◆ Reading text ◆

# 64 Impala HID Conversion



## Six4

Whats up guys.

I'm wanting to do a HID conversion to my 64 Impala but not sure what I need, or whats out there, to do the conversion. Basically, how/where do I turn the T3 headlights to be HID compatible?

Thanks


----------



## Phillybagged63

here is a start for ya

http://www.brightheadlights.com/hid-upcoming.htm

you wont be able to modify a t3 bulb to work with hid. you need a completely clear lens for the light pattern.


----------



## Fine59Bel

> _Originally posted by Phillybagged63_@Feb 18 2010, 10:57 PM~16656287
> *here is a start for ya
> 
> http://www.brightheadlights.com/hid-upcoming.htm
> 
> you wont be able to modify a t3 bulb to work with hid.  you need a completely clear lens for the light pattern.
> *


   damn, those are expensive. Its cool cuz they actually have the projector lense but i could never see spending $1,000 on headlights


----------



## slo

no like


----------



## 6INDIVIDUALS4

> _Originally posted by Six4_@Feb 16 2010, 05:05 PM~16631763
> *Whats up guys.
> 
> I'm wanting to do a HID conversion to my 64 Impala but not sure what I need, or whats out there,  to do the conversion.  Basically, how/where do I turn the T3 headlights to be HID compatible?
> 
> Thanks
> *


theres a guy on ebay selling kits look up euro headlight conversion impala on there i was checking into them the other day


----------



## 6INDIVIDUALS4

> _Originally posted by Six4_@Feb 16 2010, 05:05 PM~16631763
> *Whats up guys.
> 
> I'm wanting to do a HID conversion to my 64 Impala but not sure what I need, or whats out there,  to do the conversion.  Basically, how/where do I turn the T3 headlights to be HID compatible?
> 
> Thanks
> *


try this 
http://cgi.ebay.com/ebaymotors/58-76-CHEVY...sQ5fAccessories


----------



## HMART1970

Try Zoops.com, This is what I used plus the HID kit!


----------



## slam-low63

x 2


----------



## Stomper714




----------



## RELIC

I am installing Angle eyes on two of my '64s. I like that look. Good luck with the HID install. Post some pic's up when you get it all done


----------



## RELIC

Like this. Not for everyone, but I like it.


----------



## LSHOPPER

hey bro try customstreetdesigns.com you just need to buy the hid kit and the h4 conversion headlights good luck bro


----------



## Six4

Thanks guys. I went through some of the suggestions and PM's.
I'm going with the glass headlights they have on JC Whitney. Once they come in and I install them i'll post up pictures.

Thanks


----------



## sickthree

> _Originally posted by Six4_@Mar 4 2010, 11:02 PM~16801428
> *Thanks guys.  I went through some  of the suggestions and PM's.
> I'm going with the glass headlights they have on JC Whitney. Once they come in and I install them i'll post up pictures.
> 
> Thanks
> 
> 
> 
> 
> 
> 
> 
> 
> 
> *




How much $$$???


----------



## Six4

100 and change a pair. I got 2 for now. If i like them I'll get the second set.

(Items from a data source)
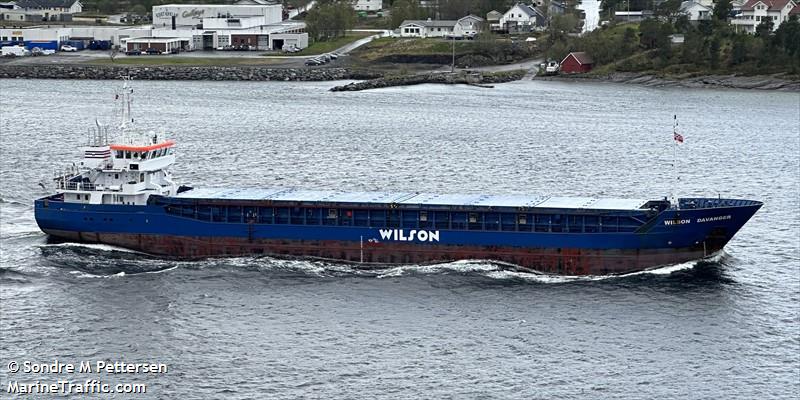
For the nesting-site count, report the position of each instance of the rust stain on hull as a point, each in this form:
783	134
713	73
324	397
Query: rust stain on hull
562	261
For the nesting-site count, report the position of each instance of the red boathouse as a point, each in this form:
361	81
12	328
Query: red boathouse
576	63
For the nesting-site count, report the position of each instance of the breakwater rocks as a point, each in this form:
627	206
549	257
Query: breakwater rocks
205	73
461	77
763	82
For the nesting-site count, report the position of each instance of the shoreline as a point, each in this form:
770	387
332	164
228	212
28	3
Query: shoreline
266	73
191	73
757	82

◆ Problems to work on ◆
A – Can you repeat the stretch of the records from the line containing "of the breakwater" through the last line of the records, both ends included, copying each line unchanged?
B – Could you extend the forum thread about the 64 Impala HID conversion, picking up after its last post?

◆ Responses for each task ◆
A –
For the nesting-site count, report the position of each instance of the breakwater rocks as a point, each in this form:
627	206
549	257
Query: breakwater rocks
205	73
461	77
763	82
For the nesting-site count, report the position of each instance of the shoreline as a point, each in this form:
770	387
332	164
228	212
28	3
Query: shoreline
266	73
191	73
757	82

B –
----------



## motionthree

you dont want to put hid bulbs in that type of housing. hid bulbs are designed for a clear smooth lense. you will be blinding people on the road if you use a hid bulb in that housing.

HID work best in a projector type housing, thats what they are designed for.


----------



## fullsize67

> _Originally posted by RELIC_@Feb 25 2010, 08:14 PM~16726489
> *Like this. Not for everyone, but I like it.
> 
> 
> 
> 
> 
> 
> 
> 
> 
> *


where you get these at relic?


----------



## Fine59Bel

> _Originally posted by fullsize67_@Mar 14 2010, 11:50 PM~16890929
> *where you get these at relic?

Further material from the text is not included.